Task details:
Copy every one of the rows below word for word, with no changes to spelling, spacing, or punctuation.

Provided records:
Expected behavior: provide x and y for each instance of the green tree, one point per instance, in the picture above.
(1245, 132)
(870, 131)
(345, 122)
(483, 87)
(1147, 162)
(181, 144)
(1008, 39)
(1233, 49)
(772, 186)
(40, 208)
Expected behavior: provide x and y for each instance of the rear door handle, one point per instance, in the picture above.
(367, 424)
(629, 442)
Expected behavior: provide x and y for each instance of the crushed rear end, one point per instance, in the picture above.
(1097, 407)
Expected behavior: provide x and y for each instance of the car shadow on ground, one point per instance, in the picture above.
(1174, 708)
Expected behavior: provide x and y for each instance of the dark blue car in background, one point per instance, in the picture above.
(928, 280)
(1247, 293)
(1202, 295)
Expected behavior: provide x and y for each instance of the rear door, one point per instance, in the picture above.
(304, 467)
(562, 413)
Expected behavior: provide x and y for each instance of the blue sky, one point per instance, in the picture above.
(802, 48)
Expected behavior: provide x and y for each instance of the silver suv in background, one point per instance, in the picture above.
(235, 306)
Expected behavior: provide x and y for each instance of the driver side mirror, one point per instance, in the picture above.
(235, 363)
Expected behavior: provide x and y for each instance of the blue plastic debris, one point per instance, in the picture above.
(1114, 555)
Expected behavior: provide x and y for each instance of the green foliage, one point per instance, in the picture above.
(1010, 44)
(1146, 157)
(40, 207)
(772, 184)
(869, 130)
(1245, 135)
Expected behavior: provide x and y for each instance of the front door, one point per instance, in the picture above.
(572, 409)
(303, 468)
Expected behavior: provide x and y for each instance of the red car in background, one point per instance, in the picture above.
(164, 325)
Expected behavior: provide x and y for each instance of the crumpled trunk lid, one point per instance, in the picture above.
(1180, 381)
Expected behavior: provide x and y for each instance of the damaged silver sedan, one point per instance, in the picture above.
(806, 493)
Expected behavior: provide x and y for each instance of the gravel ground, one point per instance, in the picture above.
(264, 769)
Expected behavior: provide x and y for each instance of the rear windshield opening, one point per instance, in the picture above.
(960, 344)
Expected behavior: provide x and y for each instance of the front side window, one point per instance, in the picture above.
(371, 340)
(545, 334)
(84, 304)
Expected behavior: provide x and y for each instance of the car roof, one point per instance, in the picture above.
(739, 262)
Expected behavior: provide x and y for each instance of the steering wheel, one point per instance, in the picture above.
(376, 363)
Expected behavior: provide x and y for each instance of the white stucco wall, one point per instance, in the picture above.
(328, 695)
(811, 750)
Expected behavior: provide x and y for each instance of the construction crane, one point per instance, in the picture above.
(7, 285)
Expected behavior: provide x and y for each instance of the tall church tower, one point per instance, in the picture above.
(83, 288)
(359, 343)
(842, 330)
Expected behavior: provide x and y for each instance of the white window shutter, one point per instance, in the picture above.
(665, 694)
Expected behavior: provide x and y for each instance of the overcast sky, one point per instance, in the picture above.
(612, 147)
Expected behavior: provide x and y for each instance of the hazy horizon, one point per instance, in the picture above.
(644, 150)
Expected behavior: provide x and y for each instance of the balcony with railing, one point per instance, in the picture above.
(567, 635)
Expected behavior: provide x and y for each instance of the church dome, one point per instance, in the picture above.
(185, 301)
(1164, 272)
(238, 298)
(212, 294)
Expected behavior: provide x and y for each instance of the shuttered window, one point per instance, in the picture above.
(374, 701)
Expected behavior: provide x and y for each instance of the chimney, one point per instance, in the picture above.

Result of this task:
Expected behavior: provide x and y for each instance of the green tree, one point per instance, in the picture above.
(1245, 132)
(870, 131)
(345, 122)
(483, 87)
(1147, 162)
(181, 144)
(1008, 39)
(1233, 49)
(772, 186)
(40, 208)
Expected behavior: provide x and y for each instance of the rear door handle, one point per instance, in the picture above.
(367, 424)
(629, 442)
Expected behavior: provide x and y for each instance of the crushed rear end, one point per instance, in the picture above.
(1097, 407)
Expected behavior: provide x and y for each instance of the car shadow on ground, one point per instance, in the picture above.
(1174, 708)
Expected behavior: provide x and y for each instance of the dark blue car in background, one point per instance, in the picture above.
(928, 280)
(1247, 293)
(1202, 295)
Expected behavior: provide x and y for each instance of the rear door, one point per instance, in the picture above.
(304, 467)
(562, 413)
Expected behavior: provide x and y for each instance of the blue sky, one point per instance, in the picture above.
(802, 48)
Expected behavior: provide x and y for each instance of the silver suv in background, one point per instance, in the picture above.
(235, 306)
Expected behavior: provide x and y for each instance of the driver side mirror, one point per instance, in the picture above.
(235, 363)
Expected behavior: provide x and y for each instance of the blue plastic debris, one point per instance, in the picture above.
(1114, 555)
Expected behavior: provide x and y for each instance of the green foliage, one point per instance, in the picture above.
(1010, 44)
(1146, 157)
(40, 207)
(772, 184)
(869, 130)
(1245, 135)
Expected behavior: provide x and y for each instance of the front door, one point per instance, in the picture above.
(572, 409)
(303, 468)
Expected behavior: provide x and y for each instance of the red car in background, one point per instance, in the picture above.
(164, 325)
Expected behavior: provide x and y for each instance of the crumpled trunk lid, one point per instance, in the picture above.
(1180, 381)
Expected behavior: provide x and y for each instance of the damaged silver sedan, one point per instance, in the picture above.
(806, 493)
Expected behavior: provide x and y for each instance of the gravel ground, one point per instance, in the picture above.
(264, 769)
Expected behavior: provide x and y for each instance of the rear windshield opening, one point per instance, in the picture above.
(960, 344)
Expected behavior: provide x and y for each instance of the front side window, one point per instance, in the picture above.
(371, 340)
(545, 334)
(84, 304)
Expected behavior: provide x and y for each instance of the car roof, one point per instance, in the picture above.
(739, 262)
Expected behavior: provide x and y for each instance of the steering wheel, one point per instance, in the picture above.
(376, 363)
Expected behavior: provide x and y for each instance of the white stucco wall, one point per instance, in the picture above.
(328, 695)
(811, 750)
Expected behavior: provide x and y for each instance of the construction crane, one point per instance, in the picture above.
(7, 285)
Expected behavior: provide x and y for each instance of the tall church tower, one point per instance, in the picture above.
(83, 288)
(359, 343)
(842, 330)
Expected behavior: provide x and y for each instance of the white window shutter, one point per instance, in the picture above.
(665, 694)
Expected behavior: provide x and y for each instance of the overcast sky, one point per instance, in the picture above.
(612, 147)
Expected behavior: provide x and y for each instance of the hazy horizon, one point per instance, in the picture above.
(644, 150)
Expected behavior: provide x and y for each instance of the balcony with railing, one point per instance, in the picture above.
(567, 635)
Expected behavior: provide x and y for each instance of the church dome, one point per instance, in the picture above.
(185, 301)
(1164, 272)
(238, 298)
(212, 294)
Expected behavior: provide x and y for each instance of the shuttered window, one point per instance, in the picture above.
(374, 701)
Expected behavior: provide x and y for each instance of the chimney, one point per instance, in the picture above.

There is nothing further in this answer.